Dubai: Two men, who hacked into a services company’s system and divulged secret information to its competitors, were each fined Dh500,000 in what is believed to be the highest fine in a cybercrime case.

A Nepalese manager, G.S., and an Indian salesperson, C.N., hacked into the e-system of a support services’ company, breached the confidentiality of its clients’ data and divulged them to the company’s rivals in local market between December 2013 and February 2014.

The Dubai Court of First Instance convicted G.S. and C.N. of breaching the cybercrime law by hacking into the company’s system in an illegal manner, stealing secret information and divulging those information to the rivals in a malicious intent.

In what is believed to be one of the highest fines to be slapped against cybercrime law offenders, presiding judge Urfan Omar fined the duo Dh500,000 each.

The Nepalese and Indian defendants will also have to spend one year in jail each.

“The accused will be deported following the completion of their punishments. The company’s civil lawsuit will be referred to the Dubai Civil Court,” said presiding judge Omar.

· · ·

EXERCISES TO COMPLETE
**1)** Answer these questions using the news report on the Dubai cybercrime fine:
(a) Between which months did the two men pass the clients' data to rivals?
(b) How long will each defendant spend in jail?
(c) To which court will the company's civil lawsuit be sent?
**2)** Resume the news report on the Dubai cybercrime fine, picking up after its final sentence.

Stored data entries
· · ·

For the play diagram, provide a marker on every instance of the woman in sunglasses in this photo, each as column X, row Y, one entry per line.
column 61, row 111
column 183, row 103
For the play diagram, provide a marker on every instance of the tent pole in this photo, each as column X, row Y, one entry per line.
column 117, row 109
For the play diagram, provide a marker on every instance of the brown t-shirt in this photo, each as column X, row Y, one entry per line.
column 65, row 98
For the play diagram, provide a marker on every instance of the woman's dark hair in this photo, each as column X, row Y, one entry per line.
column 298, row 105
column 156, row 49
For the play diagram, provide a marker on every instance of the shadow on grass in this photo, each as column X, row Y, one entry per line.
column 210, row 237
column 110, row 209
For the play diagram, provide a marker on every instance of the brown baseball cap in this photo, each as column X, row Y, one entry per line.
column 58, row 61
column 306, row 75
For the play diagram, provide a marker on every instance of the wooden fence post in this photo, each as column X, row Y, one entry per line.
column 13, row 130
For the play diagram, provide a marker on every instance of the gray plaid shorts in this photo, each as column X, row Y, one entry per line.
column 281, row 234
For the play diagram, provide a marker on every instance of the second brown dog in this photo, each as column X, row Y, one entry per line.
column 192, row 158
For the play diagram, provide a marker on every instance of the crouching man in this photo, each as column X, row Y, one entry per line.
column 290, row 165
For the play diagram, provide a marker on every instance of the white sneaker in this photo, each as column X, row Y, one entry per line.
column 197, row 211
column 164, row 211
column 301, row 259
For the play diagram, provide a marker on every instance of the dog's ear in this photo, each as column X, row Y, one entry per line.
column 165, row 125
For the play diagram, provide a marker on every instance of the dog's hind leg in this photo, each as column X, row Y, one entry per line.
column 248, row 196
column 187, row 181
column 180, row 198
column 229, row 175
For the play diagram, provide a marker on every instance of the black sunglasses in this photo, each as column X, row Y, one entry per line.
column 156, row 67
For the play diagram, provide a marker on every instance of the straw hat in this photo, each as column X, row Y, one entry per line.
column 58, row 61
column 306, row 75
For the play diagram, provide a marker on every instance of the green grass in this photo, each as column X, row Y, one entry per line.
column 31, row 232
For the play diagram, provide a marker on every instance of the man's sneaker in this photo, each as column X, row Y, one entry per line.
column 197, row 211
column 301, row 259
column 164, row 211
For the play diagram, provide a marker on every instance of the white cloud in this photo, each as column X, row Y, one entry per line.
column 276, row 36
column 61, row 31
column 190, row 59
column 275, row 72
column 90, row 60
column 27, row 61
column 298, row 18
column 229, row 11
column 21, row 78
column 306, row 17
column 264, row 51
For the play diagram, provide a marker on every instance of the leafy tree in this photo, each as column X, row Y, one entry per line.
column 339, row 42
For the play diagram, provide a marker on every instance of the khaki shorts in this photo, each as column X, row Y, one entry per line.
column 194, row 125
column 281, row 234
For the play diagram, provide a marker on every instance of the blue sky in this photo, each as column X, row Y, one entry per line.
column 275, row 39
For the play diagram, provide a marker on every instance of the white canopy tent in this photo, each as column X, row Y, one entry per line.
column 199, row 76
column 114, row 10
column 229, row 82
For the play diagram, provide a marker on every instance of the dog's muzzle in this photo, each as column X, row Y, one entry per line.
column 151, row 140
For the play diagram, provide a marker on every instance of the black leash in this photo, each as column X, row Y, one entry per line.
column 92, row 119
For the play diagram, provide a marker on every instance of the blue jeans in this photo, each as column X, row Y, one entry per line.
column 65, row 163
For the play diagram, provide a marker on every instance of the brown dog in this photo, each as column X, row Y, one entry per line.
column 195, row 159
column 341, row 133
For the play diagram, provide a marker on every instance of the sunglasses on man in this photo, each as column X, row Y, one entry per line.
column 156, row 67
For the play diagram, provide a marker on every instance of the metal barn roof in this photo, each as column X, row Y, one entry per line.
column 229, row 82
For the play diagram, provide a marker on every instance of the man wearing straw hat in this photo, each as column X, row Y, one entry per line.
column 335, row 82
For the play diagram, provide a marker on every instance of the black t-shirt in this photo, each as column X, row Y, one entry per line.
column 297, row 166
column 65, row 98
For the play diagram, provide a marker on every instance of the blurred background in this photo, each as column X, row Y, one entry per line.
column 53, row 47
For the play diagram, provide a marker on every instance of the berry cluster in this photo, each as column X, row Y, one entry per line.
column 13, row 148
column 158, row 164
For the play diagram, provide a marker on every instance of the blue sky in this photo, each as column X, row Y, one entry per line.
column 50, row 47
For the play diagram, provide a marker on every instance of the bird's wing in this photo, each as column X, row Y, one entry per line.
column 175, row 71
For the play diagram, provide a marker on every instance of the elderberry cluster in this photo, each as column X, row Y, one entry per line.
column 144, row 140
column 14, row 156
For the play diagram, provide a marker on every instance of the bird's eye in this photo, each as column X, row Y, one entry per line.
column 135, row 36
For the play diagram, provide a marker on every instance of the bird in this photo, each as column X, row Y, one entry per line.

· · ·

TASK RESULTS
**1)**
(a) Between December 2013 and February 2014.
(b) One year each.
(c) The Dubai Civil Court.

**2)**
According to Thursday’s ruling, the Indian defendant was sentenced in absentia.

The victimized company’s director testified that a hospitality group informed them by email that they had been receiving emails from anonymous senders asking them [the group] to stop dealing with the company.

“The group notified us by email that the senders had been hampering our image and claiming that our company has problems with several clients. Further interrogations, revealed that the sender of those emails had breached the security of our e-system and hacked into confidential data pertaining to our clients. They also copied and pasted those data and emailed them to our rivals to ruin our image in front of those clients and to push them to stop dealing with us. Our enquiry unveiled that the culprits had accessed the e-system through the emails and accounts of former colleagues. We further discovered that the defendants [G.S. and C.N.] and other some of our former staff had established a rivalling company … and they were the ones who had been stealing our clients’ data and divulging them to our competitors,” claimed the director.

A policeman testified that G.S. was arrested as soon as he was identified since he had worked for the victimized company.

G.S.’s verdict remains subject to appeal within 15 days.